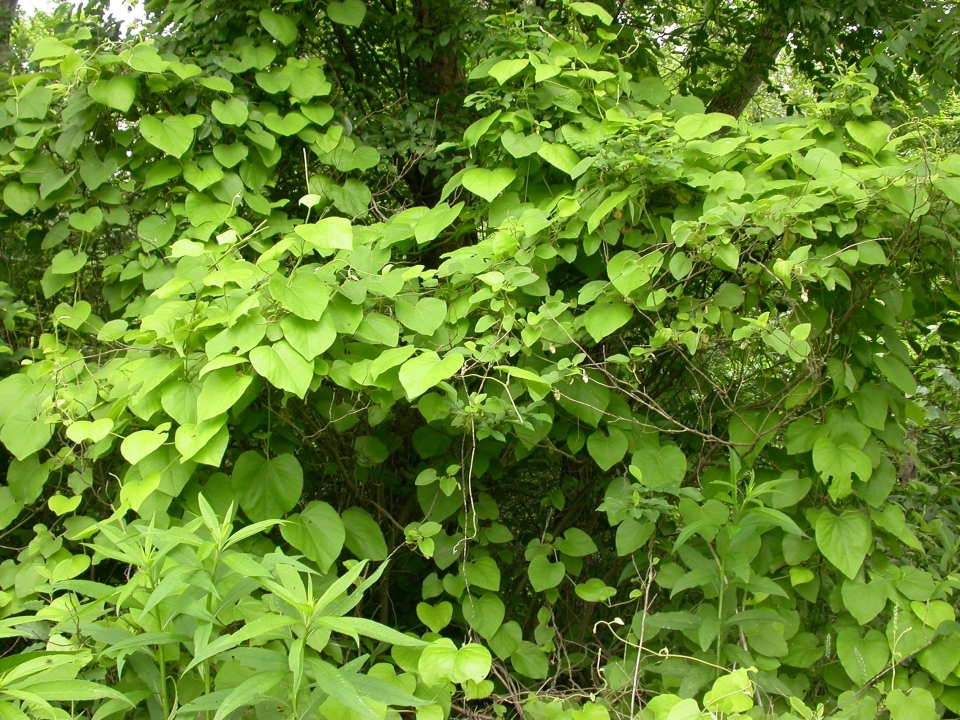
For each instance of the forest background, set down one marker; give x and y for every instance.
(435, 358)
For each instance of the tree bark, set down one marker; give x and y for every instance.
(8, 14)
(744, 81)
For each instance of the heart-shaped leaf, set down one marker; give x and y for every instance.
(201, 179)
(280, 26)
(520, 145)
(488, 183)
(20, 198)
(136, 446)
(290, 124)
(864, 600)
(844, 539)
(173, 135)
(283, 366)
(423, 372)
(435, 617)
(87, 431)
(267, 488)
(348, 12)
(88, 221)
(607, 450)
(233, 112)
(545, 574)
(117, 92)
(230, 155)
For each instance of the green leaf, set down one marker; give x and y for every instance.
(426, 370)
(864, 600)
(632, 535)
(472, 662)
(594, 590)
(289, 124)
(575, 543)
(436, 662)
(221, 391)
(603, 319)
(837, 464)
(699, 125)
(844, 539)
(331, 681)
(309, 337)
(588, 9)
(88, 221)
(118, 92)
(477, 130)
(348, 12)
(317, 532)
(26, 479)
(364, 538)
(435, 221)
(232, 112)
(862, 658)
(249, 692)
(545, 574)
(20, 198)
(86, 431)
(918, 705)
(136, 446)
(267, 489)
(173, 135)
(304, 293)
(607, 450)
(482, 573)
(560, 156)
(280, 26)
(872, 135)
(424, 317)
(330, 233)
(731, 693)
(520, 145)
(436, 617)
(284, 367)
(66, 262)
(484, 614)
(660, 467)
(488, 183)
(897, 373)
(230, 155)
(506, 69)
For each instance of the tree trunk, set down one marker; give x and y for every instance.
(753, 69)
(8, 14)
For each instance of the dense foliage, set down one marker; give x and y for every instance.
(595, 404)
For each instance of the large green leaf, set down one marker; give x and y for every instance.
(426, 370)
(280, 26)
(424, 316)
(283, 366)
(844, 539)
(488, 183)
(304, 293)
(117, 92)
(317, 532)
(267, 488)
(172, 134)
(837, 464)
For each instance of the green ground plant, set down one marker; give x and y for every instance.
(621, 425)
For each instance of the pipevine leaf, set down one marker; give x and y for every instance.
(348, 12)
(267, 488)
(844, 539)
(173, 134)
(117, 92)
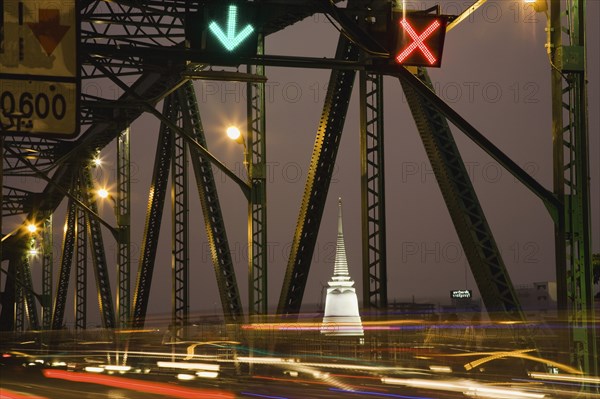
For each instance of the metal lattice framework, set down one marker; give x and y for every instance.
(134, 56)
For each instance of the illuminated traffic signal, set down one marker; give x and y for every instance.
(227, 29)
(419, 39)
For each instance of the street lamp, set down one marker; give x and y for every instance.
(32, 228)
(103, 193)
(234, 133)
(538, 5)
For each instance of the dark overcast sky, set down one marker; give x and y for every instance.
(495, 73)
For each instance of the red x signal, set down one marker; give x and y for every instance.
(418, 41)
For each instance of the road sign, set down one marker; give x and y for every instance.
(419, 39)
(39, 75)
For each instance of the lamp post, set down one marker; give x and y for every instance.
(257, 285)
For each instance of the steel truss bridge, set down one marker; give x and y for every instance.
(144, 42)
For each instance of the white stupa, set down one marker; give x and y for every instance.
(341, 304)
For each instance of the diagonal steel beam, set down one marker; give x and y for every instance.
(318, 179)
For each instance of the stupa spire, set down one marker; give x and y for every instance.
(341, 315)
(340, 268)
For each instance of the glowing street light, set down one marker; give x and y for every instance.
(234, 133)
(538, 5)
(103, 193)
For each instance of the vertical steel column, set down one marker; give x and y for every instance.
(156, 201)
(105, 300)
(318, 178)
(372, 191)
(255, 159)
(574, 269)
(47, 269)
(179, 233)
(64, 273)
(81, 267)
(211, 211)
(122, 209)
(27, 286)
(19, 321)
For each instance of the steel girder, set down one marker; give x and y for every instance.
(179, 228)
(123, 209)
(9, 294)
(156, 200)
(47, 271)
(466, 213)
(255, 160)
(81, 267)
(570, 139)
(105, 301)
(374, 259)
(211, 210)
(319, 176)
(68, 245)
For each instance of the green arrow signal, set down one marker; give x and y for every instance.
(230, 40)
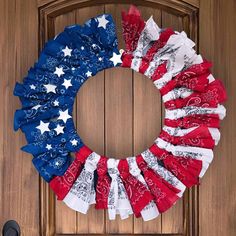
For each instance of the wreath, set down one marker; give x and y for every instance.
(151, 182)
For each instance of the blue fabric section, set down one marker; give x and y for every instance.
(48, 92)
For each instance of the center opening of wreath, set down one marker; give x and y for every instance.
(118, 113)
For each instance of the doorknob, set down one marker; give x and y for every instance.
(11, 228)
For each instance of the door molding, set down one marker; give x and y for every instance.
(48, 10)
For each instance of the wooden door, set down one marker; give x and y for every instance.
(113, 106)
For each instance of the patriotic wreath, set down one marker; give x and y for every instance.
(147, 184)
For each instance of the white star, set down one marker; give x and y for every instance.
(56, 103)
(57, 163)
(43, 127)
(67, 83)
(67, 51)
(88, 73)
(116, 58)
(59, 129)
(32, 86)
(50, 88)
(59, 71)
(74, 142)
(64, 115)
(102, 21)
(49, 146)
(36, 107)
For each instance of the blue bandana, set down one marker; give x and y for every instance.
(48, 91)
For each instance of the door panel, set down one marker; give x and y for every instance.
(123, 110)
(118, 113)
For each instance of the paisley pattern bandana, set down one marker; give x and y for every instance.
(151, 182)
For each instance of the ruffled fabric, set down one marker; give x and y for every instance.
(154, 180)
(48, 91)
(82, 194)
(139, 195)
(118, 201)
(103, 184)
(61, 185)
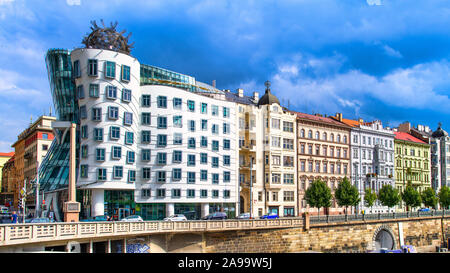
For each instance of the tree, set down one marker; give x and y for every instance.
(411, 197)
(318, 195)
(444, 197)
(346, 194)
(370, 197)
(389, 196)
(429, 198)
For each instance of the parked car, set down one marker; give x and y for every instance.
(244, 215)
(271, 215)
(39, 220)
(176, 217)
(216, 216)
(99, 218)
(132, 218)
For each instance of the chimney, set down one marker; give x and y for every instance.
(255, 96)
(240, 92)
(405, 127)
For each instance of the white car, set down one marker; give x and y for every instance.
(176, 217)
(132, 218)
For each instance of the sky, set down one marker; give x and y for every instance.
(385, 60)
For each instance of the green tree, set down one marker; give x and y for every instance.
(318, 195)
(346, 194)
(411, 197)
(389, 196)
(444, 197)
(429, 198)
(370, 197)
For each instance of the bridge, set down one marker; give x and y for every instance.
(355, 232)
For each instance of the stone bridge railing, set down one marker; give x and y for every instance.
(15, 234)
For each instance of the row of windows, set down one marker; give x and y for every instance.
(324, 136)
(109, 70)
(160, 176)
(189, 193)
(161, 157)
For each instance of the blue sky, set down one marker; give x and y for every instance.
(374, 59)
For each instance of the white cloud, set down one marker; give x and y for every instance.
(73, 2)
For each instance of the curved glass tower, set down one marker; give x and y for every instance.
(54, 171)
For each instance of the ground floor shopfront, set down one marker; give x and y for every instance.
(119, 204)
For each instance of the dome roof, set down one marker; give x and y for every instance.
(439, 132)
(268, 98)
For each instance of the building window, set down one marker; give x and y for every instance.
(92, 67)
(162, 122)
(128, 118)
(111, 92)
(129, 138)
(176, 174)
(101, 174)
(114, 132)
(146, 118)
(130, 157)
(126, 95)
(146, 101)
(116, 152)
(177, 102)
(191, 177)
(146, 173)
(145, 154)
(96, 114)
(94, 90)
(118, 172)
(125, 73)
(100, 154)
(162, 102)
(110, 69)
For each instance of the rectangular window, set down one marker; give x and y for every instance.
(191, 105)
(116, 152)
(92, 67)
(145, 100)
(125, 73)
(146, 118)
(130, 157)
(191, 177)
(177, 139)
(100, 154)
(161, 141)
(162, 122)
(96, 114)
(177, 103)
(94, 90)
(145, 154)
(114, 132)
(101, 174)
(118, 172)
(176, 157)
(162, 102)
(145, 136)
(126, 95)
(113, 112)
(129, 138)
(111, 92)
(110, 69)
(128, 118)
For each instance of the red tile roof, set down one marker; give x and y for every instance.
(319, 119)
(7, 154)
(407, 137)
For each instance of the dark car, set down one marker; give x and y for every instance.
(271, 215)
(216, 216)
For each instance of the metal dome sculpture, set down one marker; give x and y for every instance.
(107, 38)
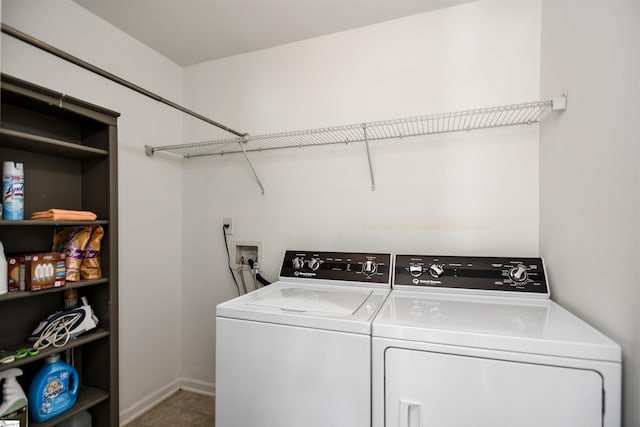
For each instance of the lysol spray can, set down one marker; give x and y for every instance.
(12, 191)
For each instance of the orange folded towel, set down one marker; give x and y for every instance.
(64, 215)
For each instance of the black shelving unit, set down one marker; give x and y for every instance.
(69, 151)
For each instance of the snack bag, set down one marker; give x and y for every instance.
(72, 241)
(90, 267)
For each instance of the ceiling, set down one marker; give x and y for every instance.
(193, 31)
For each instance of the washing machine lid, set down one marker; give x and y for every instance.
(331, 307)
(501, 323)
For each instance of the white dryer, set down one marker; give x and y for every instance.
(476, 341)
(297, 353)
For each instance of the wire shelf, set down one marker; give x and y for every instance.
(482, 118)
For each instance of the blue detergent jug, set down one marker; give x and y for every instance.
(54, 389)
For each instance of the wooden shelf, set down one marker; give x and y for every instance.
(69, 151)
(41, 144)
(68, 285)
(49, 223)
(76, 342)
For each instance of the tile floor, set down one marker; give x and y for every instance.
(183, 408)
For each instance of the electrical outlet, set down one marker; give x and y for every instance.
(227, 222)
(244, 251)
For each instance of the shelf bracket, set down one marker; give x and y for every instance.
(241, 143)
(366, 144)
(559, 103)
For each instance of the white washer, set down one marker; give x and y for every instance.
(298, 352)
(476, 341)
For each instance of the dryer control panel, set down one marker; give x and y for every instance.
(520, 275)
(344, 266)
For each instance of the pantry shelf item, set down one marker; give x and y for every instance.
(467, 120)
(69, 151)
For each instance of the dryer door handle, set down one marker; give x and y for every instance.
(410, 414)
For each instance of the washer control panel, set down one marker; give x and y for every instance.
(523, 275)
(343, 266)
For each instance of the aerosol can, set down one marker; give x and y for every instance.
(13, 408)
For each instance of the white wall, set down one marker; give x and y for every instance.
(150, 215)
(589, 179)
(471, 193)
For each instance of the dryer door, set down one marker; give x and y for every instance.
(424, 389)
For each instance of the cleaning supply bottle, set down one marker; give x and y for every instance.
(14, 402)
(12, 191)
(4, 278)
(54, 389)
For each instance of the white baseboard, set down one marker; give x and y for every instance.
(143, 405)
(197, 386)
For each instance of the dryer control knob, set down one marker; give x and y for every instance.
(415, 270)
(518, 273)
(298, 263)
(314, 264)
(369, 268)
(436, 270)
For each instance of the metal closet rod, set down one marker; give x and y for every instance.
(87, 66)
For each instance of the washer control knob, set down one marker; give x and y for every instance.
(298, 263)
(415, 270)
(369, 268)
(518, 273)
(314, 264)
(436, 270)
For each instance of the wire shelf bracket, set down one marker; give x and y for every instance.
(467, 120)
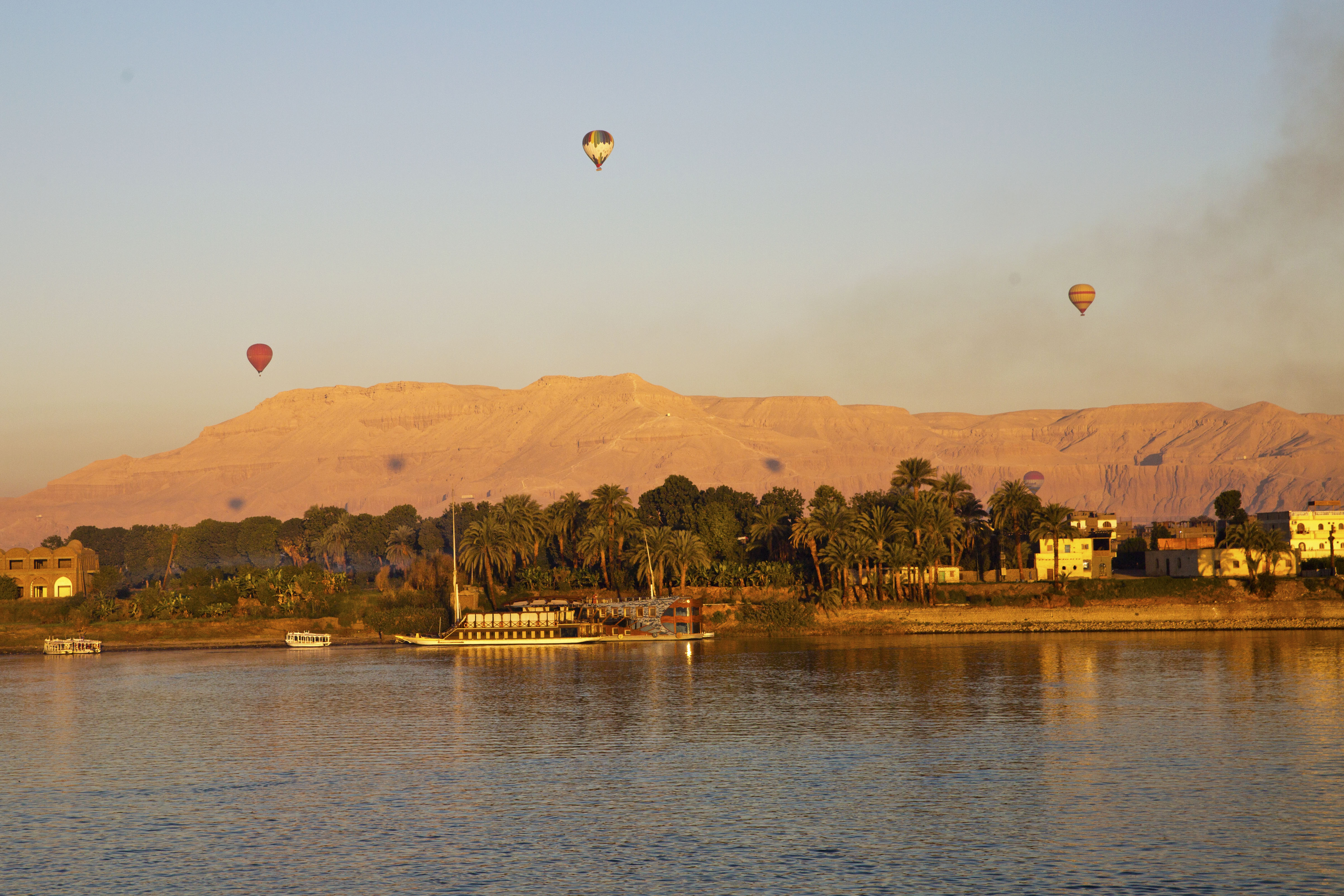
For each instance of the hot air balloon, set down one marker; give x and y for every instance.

*Your assignment*
Without the pictures, transcribe exactly the lines above from the one containing "For each instance of the dryer control panel, set" through the last.

*Written response*
For each instance of the dryer control panel, set down one marker; give x and y for every instance.
(520, 275)
(344, 266)
For each instance of the pantry shelf item, set down one marker; give x and y for every instance.
(467, 120)
(69, 151)
For each instance of the dryer door handle, set down one marker; give x and y for every instance.
(410, 414)
For each instance of the washer control panel, set down one marker; give x and y for every instance.
(523, 275)
(343, 266)
For each instance of the aerosol can, set down one marker; give x and y for every instance.
(13, 408)
For each instance of the white wall, set down one marker; give x and y for every instance.
(150, 215)
(589, 179)
(471, 193)
For each instance of the dryer door, set down one marker; give x and y for every instance.
(424, 389)
For each instance of the cleaning supply bottle, set down one marker; give x and y for every instance.
(14, 402)
(12, 191)
(4, 278)
(54, 389)
For each instance of the white baseboard, set down one marker; give x and y for every instance.
(143, 405)
(197, 386)
For each instance of the dryer control knob, set down one marker; give x and y for every instance.
(415, 270)
(518, 273)
(298, 263)
(314, 264)
(369, 268)
(436, 270)
For each instance of the metal closet rod, set down one marker; give x and y for every instance.
(87, 66)
For each instance of the washer control knob, set down one marker; give x and y for every instance.
(298, 263)
(415, 270)
(369, 268)
(518, 273)
(314, 264)
(436, 270)
For each instance of the wire shelf bracket, set down one marker; give x and y for every instance.
(467, 120)
For each instance of the hot air balloon, set down one marker; give x and y for every instance.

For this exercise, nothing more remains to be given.